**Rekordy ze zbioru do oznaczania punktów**

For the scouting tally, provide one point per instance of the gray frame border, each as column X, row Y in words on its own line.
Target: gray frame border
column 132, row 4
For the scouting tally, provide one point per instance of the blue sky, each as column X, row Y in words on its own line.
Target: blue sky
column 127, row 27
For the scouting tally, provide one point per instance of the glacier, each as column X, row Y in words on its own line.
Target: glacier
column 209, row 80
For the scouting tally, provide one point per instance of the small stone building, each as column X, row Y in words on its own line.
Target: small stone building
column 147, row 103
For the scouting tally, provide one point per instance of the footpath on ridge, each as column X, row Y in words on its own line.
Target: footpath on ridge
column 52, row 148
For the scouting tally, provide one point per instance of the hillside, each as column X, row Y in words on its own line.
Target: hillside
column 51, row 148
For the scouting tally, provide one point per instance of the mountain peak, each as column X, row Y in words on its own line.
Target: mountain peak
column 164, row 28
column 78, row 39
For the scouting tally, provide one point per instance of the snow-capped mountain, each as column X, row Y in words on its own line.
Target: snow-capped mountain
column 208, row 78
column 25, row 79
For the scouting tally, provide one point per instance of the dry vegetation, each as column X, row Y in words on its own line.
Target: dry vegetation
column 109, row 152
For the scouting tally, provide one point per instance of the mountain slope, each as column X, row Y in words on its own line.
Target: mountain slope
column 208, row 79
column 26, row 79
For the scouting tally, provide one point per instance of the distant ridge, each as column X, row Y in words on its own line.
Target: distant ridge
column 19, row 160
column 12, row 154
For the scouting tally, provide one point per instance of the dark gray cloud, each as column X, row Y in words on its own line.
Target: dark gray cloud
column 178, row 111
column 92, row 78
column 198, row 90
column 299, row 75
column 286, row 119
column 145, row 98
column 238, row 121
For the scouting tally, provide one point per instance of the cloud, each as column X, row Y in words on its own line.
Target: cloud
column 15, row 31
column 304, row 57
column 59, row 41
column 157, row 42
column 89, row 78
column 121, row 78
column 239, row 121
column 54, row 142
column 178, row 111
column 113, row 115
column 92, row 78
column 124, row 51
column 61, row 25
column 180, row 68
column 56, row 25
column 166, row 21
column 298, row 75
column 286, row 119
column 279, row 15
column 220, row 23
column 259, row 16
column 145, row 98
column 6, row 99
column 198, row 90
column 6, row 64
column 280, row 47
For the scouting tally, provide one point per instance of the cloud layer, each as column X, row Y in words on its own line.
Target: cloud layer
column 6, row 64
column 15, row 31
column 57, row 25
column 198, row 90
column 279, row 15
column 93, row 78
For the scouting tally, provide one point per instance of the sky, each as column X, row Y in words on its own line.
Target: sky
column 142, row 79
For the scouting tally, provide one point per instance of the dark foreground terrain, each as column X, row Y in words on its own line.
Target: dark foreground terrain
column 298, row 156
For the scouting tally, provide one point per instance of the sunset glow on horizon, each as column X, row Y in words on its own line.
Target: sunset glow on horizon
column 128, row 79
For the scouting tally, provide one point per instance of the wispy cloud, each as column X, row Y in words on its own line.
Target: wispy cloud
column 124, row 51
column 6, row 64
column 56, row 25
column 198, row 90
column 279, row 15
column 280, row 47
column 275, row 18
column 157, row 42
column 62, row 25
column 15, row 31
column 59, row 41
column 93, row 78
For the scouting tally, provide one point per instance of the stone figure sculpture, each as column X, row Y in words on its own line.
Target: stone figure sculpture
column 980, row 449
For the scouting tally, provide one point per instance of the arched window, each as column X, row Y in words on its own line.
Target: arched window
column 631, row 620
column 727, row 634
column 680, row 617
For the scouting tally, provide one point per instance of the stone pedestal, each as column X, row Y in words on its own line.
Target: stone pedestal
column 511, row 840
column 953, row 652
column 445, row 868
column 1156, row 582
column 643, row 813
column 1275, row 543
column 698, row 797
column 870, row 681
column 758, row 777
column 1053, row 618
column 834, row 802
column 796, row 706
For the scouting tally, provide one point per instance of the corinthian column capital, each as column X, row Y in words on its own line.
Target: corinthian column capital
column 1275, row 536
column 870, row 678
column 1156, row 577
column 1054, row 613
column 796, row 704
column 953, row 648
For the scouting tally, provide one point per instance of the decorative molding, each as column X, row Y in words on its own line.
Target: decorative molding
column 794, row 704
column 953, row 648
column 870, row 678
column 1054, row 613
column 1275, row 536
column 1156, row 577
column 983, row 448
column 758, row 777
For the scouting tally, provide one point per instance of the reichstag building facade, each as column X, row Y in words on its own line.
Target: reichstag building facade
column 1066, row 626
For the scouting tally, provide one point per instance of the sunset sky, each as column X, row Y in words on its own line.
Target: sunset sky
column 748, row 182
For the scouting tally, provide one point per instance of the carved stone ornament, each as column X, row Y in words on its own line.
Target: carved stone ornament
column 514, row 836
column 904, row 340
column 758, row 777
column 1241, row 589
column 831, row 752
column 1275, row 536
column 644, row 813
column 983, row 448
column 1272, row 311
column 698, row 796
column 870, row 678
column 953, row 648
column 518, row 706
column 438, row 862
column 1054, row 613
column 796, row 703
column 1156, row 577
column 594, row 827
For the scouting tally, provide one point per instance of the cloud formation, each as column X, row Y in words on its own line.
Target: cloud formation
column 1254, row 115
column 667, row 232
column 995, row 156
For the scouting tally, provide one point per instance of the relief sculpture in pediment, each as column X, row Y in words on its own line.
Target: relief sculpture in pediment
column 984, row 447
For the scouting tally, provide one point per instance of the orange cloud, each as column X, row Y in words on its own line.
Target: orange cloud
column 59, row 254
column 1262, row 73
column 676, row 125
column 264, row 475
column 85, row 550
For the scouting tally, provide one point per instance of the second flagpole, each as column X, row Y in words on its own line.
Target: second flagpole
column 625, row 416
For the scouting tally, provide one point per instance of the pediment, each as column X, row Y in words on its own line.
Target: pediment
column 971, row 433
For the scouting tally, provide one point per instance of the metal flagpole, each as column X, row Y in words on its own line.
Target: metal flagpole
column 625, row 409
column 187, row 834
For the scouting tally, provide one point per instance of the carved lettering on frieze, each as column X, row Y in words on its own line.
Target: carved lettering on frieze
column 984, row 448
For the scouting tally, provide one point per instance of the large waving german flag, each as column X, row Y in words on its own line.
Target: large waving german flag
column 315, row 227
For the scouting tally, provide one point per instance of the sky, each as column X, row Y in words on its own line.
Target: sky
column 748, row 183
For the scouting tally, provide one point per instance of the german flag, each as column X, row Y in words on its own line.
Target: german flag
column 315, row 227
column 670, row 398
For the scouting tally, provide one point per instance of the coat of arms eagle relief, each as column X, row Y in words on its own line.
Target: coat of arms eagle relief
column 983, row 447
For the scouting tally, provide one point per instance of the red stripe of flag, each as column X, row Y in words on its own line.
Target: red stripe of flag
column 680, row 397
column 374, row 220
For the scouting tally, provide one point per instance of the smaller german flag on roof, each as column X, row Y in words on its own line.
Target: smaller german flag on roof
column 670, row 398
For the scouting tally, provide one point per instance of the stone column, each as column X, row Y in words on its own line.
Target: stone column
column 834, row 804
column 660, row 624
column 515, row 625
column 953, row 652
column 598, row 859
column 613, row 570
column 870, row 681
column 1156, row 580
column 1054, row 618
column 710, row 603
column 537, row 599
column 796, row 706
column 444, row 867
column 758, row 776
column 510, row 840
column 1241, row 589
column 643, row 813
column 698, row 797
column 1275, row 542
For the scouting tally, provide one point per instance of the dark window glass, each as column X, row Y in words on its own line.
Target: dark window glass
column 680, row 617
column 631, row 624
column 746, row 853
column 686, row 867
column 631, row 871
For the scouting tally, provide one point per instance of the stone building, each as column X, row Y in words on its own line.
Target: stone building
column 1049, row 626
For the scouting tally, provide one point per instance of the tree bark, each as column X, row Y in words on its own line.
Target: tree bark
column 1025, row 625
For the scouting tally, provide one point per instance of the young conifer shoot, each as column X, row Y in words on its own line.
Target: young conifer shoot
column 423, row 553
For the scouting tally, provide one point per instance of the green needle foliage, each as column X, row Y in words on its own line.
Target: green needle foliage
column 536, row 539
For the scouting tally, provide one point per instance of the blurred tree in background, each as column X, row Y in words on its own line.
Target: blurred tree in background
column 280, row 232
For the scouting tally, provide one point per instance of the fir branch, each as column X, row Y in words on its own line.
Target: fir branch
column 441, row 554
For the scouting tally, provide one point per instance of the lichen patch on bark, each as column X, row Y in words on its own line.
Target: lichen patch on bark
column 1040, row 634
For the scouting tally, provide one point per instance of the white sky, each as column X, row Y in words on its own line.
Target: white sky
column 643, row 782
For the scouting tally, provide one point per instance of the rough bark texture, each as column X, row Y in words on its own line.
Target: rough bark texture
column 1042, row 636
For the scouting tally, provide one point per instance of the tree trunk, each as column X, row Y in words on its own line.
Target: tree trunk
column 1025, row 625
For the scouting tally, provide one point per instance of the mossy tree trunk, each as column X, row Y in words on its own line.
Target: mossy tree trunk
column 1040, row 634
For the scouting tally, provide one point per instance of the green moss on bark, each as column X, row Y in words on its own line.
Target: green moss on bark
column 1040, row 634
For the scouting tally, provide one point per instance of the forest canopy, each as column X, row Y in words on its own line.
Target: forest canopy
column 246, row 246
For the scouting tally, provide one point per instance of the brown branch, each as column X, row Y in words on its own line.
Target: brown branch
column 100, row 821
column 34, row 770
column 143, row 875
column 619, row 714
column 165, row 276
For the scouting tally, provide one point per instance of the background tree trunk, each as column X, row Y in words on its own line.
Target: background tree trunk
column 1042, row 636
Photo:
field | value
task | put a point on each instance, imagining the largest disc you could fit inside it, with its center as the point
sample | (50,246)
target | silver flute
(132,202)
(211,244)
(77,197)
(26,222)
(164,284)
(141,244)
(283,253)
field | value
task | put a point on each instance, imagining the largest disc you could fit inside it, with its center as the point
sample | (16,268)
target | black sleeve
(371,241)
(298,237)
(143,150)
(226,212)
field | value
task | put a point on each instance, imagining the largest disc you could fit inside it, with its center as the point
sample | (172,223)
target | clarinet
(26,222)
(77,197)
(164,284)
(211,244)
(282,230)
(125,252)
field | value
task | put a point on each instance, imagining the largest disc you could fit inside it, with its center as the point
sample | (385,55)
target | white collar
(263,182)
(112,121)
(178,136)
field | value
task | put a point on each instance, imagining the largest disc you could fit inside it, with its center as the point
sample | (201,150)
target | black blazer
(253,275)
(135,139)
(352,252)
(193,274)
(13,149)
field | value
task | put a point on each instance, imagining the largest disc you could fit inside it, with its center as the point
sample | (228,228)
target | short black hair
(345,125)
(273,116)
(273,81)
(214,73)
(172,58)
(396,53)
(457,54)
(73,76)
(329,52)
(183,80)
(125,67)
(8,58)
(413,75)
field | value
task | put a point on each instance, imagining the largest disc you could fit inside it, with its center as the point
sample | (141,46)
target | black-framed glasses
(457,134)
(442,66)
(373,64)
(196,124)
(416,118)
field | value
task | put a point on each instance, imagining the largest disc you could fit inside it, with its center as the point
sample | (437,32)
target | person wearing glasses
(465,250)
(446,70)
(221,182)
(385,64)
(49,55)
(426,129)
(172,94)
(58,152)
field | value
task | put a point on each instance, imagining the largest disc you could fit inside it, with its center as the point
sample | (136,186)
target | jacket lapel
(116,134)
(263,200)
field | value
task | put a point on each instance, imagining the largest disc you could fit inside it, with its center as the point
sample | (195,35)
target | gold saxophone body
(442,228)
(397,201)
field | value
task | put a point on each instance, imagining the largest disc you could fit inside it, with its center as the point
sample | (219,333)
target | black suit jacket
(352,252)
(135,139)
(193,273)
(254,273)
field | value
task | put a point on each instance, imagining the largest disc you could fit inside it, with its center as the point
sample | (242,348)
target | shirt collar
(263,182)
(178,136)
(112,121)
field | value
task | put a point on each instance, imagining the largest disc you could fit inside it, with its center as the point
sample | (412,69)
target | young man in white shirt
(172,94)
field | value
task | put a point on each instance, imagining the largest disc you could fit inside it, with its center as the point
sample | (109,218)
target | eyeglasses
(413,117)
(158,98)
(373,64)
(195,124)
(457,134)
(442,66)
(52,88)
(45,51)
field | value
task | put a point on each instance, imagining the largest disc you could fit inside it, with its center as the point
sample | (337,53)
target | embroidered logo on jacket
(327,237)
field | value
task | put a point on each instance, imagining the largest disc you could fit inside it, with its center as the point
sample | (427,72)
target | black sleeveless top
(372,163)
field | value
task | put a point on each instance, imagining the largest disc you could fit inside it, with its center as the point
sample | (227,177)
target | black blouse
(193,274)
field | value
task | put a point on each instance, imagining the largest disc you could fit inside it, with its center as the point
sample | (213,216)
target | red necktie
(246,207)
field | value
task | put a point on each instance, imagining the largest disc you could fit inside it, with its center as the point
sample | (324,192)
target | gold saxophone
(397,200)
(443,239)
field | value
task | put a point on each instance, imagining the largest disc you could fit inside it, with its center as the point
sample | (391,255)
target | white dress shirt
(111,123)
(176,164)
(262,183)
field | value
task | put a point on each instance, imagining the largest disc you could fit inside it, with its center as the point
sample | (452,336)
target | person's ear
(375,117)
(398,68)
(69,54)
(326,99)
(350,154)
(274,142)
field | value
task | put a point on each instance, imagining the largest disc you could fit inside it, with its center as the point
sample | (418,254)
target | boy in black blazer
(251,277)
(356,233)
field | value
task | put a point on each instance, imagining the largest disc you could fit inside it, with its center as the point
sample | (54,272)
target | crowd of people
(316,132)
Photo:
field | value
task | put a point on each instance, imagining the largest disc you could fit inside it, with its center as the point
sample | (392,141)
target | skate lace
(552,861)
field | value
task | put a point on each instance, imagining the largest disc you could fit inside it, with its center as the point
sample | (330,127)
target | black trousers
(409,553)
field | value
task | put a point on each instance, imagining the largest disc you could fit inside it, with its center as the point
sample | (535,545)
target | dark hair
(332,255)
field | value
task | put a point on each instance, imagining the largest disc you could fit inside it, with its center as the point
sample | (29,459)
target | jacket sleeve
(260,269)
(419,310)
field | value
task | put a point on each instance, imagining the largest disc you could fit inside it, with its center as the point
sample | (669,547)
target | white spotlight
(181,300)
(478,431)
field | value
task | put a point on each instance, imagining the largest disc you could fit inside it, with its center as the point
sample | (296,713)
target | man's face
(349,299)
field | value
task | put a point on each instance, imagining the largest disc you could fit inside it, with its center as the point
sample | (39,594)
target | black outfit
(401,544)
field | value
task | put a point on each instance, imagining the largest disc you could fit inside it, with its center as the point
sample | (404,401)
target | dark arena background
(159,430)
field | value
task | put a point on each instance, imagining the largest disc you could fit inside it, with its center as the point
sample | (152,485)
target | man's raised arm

**Opis zadania**
Przepisz słowo w słowo wszystko z powyższej listy, od wiersza zawierającego „mountain peak, each” w dół aż do wiersza zawierającego „column 78, row 39”, oba wiersze włącznie.

**Odpowiedź**
For the scouting tally, provide one point per instance of the mountain peak, each as column X, row Y in words on its own line.
Target: mountain peak
column 164, row 28
column 78, row 39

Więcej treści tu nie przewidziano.